▶ [Task]: Extract every line from the records below that contains the word "pants".

......

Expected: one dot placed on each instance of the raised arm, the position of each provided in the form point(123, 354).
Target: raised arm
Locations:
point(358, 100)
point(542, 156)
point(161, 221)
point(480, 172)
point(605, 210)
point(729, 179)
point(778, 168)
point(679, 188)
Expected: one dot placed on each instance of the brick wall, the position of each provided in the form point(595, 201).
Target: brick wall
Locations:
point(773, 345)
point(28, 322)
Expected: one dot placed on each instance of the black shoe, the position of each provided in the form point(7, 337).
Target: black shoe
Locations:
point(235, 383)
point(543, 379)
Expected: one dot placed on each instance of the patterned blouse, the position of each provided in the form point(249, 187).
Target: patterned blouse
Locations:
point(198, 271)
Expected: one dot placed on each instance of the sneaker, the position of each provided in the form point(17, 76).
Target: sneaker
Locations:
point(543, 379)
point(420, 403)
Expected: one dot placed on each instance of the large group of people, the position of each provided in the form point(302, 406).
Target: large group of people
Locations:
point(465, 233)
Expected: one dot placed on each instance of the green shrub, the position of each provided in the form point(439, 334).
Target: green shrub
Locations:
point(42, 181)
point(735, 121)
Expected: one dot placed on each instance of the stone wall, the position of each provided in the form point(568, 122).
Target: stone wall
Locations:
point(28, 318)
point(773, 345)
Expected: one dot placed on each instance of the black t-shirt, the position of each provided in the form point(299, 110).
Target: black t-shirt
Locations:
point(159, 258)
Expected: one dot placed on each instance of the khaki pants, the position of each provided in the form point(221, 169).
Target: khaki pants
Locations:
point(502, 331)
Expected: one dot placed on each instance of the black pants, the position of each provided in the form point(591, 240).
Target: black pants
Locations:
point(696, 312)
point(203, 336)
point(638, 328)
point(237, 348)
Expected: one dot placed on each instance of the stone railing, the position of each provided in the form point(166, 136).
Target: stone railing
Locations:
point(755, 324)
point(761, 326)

......

▶ [Final answer]:
Expected: one dot placed on each instance of the khaki pants, the position of each provided in the form point(221, 169).
Target: khaki pants
Expected: one dot placed on each instance of the black pants, the position of each provided in the form point(591, 240).
Target: black pants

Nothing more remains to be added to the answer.